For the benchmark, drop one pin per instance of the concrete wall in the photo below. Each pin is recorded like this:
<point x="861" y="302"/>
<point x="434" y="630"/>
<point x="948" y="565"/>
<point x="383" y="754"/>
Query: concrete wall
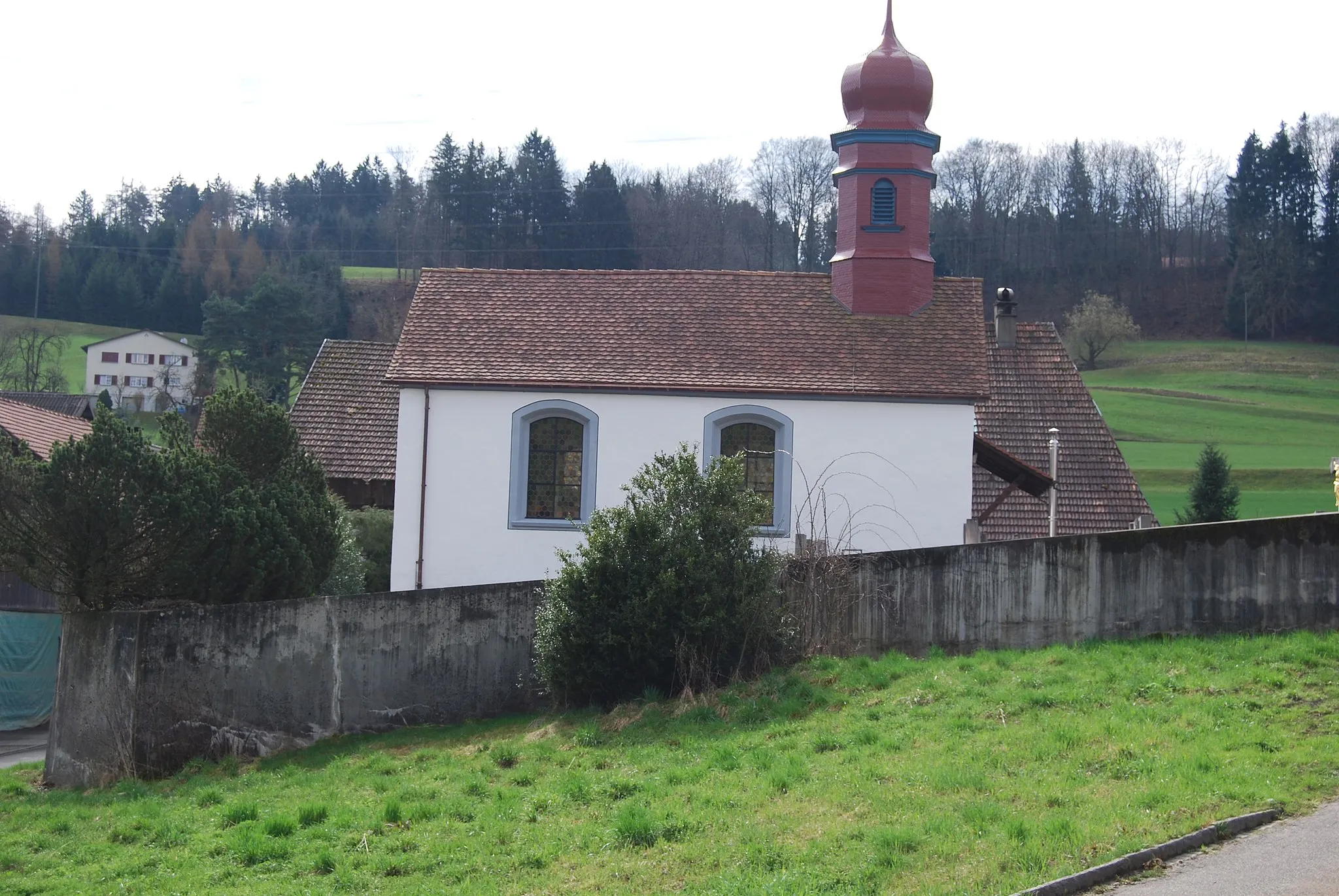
---
■ TASK PROMPT ■
Retype every line of the entries above without changing anything, and leave the picture out of your copy.

■ EXPECTED ANSWER ■
For the benchmark, drop one pin per instance of the concrete wall in the photo below. Each pin is recorded like this:
<point x="861" y="302"/>
<point x="434" y="630"/>
<point x="948" y="565"/>
<point x="383" y="754"/>
Query: concrete wall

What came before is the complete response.